▶ **THE TASK**
Shift every coordinate in the answers by adding 91 to it, and write out again only the records in the stretch from the line containing "The pointer SHOULD return, for each instance of the shoreline" through the line containing "[[283, 500]]", with their requests included.

▶ **LISTED RECORDS**
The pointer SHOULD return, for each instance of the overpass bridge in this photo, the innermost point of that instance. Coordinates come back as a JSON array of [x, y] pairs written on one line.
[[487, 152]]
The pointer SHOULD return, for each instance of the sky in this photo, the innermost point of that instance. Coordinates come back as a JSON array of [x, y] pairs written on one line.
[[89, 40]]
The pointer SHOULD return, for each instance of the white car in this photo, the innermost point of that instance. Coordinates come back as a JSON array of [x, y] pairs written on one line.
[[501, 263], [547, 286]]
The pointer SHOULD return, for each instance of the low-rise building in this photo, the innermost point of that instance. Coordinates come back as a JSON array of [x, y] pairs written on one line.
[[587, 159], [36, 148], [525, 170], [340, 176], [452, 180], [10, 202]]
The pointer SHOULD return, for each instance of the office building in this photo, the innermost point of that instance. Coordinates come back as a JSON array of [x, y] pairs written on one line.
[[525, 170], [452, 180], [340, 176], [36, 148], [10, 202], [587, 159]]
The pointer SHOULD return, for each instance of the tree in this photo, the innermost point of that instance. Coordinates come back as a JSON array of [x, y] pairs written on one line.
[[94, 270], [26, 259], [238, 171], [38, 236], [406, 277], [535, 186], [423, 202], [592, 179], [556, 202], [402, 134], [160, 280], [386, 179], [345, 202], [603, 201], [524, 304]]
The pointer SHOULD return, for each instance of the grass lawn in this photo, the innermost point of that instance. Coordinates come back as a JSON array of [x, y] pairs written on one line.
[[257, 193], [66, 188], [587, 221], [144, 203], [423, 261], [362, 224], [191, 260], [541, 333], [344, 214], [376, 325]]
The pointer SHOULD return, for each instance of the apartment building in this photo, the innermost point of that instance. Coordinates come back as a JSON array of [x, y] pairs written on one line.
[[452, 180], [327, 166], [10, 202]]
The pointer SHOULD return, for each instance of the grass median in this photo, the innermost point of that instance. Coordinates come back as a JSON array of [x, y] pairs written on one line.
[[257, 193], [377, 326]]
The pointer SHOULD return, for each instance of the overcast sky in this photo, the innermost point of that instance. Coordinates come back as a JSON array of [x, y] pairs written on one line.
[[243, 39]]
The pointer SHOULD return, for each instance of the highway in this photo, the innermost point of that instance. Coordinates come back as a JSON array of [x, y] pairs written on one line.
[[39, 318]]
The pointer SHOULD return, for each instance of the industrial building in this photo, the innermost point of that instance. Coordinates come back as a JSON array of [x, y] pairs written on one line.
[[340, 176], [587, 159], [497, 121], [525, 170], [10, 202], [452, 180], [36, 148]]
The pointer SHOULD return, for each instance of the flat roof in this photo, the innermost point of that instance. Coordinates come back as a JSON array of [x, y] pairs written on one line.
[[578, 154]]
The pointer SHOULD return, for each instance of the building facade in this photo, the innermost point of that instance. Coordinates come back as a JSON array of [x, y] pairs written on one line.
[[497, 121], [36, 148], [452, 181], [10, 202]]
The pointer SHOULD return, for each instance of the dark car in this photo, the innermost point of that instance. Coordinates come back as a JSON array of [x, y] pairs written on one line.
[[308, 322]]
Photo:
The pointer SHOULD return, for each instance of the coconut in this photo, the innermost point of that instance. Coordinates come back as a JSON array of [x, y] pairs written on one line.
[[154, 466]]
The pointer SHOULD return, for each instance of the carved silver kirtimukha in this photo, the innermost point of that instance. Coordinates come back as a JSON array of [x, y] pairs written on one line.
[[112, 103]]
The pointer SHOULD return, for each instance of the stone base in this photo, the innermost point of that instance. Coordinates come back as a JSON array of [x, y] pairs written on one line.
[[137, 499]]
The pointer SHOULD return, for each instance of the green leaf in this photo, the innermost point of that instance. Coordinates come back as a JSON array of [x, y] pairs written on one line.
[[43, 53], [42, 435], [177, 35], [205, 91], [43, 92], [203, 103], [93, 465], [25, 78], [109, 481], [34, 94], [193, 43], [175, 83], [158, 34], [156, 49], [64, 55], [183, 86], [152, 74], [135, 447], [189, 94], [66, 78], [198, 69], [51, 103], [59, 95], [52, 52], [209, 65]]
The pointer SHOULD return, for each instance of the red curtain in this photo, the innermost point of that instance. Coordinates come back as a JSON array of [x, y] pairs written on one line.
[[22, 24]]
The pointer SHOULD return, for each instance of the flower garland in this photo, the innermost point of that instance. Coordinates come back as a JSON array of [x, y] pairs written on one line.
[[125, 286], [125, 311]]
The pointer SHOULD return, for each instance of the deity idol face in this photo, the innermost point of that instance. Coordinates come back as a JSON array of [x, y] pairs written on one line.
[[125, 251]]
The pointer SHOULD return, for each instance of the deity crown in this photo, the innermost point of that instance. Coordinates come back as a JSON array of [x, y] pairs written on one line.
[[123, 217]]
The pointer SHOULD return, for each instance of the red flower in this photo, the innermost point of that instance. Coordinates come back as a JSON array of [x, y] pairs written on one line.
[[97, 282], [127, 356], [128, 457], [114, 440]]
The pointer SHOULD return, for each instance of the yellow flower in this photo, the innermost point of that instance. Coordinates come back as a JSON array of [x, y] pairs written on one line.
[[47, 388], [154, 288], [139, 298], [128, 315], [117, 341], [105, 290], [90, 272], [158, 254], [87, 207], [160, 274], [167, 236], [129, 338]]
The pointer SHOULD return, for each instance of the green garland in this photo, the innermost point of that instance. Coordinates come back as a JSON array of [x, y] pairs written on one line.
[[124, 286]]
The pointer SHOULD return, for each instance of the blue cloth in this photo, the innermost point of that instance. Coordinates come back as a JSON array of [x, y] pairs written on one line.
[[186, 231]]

---

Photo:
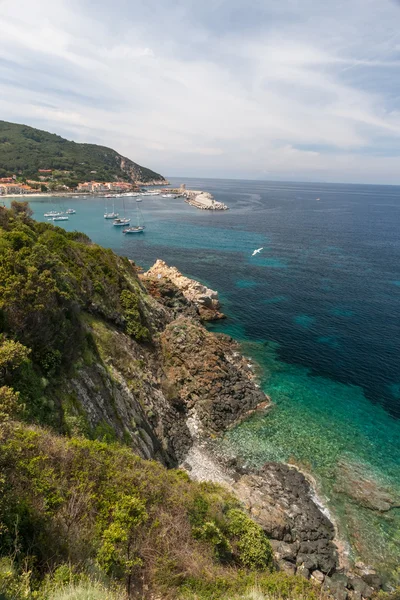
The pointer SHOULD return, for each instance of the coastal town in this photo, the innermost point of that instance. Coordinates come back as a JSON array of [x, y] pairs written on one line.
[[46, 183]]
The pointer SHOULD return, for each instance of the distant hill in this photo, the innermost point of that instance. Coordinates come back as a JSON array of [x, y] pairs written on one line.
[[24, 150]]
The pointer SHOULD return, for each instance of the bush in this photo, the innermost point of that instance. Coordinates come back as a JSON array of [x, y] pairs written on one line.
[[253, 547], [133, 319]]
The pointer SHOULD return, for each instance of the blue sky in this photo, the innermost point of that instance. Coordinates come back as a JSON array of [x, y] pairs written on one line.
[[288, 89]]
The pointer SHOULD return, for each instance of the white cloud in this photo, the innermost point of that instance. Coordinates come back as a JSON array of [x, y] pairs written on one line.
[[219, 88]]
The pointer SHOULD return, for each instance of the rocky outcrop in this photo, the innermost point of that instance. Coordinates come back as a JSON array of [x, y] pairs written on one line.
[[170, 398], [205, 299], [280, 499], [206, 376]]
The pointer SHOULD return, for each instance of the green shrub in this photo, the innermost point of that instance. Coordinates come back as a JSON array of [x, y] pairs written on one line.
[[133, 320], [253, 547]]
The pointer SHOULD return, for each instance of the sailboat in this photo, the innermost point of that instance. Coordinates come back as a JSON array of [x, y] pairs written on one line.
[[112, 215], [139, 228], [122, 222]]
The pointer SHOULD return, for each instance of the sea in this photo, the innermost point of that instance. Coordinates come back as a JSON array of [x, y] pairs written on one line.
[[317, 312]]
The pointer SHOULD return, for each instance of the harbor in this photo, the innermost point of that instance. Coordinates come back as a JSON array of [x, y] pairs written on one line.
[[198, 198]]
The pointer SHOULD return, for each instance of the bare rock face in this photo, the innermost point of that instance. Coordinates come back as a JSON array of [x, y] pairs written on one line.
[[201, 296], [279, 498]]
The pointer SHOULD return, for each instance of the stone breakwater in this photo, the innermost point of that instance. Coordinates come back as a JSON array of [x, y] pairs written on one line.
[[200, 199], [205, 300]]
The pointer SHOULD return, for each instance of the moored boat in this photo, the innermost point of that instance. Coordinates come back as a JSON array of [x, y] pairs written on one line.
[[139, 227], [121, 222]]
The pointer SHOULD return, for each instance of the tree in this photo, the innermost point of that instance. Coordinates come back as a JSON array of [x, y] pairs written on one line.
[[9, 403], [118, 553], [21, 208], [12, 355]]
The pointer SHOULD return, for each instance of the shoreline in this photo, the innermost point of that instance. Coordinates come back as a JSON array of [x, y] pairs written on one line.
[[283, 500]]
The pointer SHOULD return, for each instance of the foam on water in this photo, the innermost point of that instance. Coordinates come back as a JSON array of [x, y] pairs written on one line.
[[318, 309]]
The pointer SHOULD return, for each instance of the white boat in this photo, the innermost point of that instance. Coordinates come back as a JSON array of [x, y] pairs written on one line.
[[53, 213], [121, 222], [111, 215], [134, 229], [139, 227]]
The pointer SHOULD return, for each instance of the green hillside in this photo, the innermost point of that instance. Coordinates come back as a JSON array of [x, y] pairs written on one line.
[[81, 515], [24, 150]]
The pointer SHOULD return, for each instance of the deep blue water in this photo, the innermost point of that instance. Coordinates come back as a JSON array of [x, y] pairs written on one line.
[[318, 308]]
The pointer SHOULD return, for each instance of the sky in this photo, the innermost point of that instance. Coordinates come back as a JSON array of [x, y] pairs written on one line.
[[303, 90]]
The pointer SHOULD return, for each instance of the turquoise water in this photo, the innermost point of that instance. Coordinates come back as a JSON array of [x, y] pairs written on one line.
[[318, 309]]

▶ **RESPONSE**
The pointer SHOULD return, for each instance of the shoreline in this photo, the innermost point of that instance. Coordinates come back as a JSON array of [x, y] pairs written on one line.
[[374, 591]]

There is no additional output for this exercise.